Voci del dataset

^^^^

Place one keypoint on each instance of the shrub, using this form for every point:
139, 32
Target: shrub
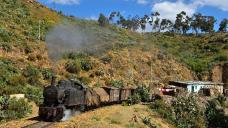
33, 75
47, 74
34, 94
73, 66
143, 92
147, 121
74, 55
187, 113
134, 99
85, 80
221, 58
13, 108
106, 59
86, 64
5, 36
116, 83
6, 47
164, 109
215, 115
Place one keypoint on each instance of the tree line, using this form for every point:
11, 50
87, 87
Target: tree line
197, 23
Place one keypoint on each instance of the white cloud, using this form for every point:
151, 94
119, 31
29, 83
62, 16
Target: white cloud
221, 4
143, 2
169, 10
65, 2
92, 18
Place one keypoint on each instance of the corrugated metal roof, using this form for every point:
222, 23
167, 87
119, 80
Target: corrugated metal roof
197, 82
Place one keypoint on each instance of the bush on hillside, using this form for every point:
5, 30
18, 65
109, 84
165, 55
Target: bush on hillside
143, 92
164, 109
47, 73
85, 80
106, 59
73, 66
13, 108
34, 94
116, 83
6, 47
221, 58
134, 99
33, 75
86, 64
187, 112
214, 113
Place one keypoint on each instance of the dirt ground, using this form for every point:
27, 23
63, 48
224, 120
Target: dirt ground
116, 116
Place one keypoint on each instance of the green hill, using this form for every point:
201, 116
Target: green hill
109, 55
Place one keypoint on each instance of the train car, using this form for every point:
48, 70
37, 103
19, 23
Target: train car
70, 94
114, 94
125, 93
67, 94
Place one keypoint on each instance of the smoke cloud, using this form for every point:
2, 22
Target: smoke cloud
68, 113
65, 38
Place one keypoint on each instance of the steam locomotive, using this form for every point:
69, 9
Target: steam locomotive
71, 94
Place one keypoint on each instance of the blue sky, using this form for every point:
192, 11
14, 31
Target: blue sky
90, 9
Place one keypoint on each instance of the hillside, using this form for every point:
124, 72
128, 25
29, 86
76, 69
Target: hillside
106, 55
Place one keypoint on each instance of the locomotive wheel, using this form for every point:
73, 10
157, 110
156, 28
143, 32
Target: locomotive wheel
59, 115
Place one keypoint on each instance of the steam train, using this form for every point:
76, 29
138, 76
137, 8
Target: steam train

^^^^

### Obiettivo
Modifica tutte le righe qui sopra sostituendo "steam locomotive" con "steam engine" e lasciando invariato tutto il resto. Non includere le immagini.

### Risultato
Place one keypoint on each instance of the shrub, using this form for every point:
139, 32
Target: shrub
33, 75
47, 74
34, 94
73, 66
143, 92
147, 121
74, 55
187, 113
134, 99
85, 80
221, 58
13, 108
106, 59
86, 64
5, 36
116, 83
6, 47
164, 109
215, 115
Place one keypoint on each instance of the tree line, using this form for every point:
11, 50
87, 87
Target: tree line
197, 23
Place one keypoint on each instance of the white cloud, using this form for every point:
151, 94
119, 31
29, 83
62, 16
Target: white cloud
221, 4
143, 2
169, 10
65, 2
92, 18
Place one keypoint on each instance of the corrugated metal roof, using this form for every point:
222, 23
167, 87
119, 80
Target: corrugated metal roof
197, 82
Place one keypoint on each instance of the bush on hillside, using this form for every point:
5, 30
18, 65
109, 84
165, 55
Target: bush on hillside
143, 92
164, 109
47, 73
85, 80
106, 59
73, 66
13, 108
34, 94
116, 83
6, 47
221, 58
134, 99
33, 75
86, 64
187, 112
214, 113
Place one keypoint on each instance of the dirt ground, using this form for every point:
27, 23
63, 48
224, 120
Target: dirt ground
116, 116
Place one keypoint on each instance of the green hill, using this form for every point:
201, 116
Target: green hill
109, 55
Place one keypoint on each instance of the train car, using this form for every point:
48, 70
37, 103
19, 23
Target: train car
70, 94
114, 94
125, 93
67, 94
Place one keypoint on each instance of the smoke cloud, using this form for every point:
2, 22
Target: smoke cloud
68, 113
65, 38
Place one keypoint on each instance of the steam engine, using this form for every point:
69, 9
Target: steam engine
71, 94
Place one keypoint on each instance of the blue sky, using this form for every point:
192, 11
14, 31
Target: blue sky
90, 9
Place one keypoint on each instance of the hillside, using this form for every point:
124, 72
128, 25
29, 86
76, 69
Target: hillside
106, 55
Place one keypoint on each instance of the locomotive wheel, using this form for every point:
73, 10
157, 110
156, 28
143, 32
Target: locomotive wheel
59, 115
Place one keypoint on each instance of the steam train, using this form for every point:
76, 29
138, 76
137, 8
Target: steam train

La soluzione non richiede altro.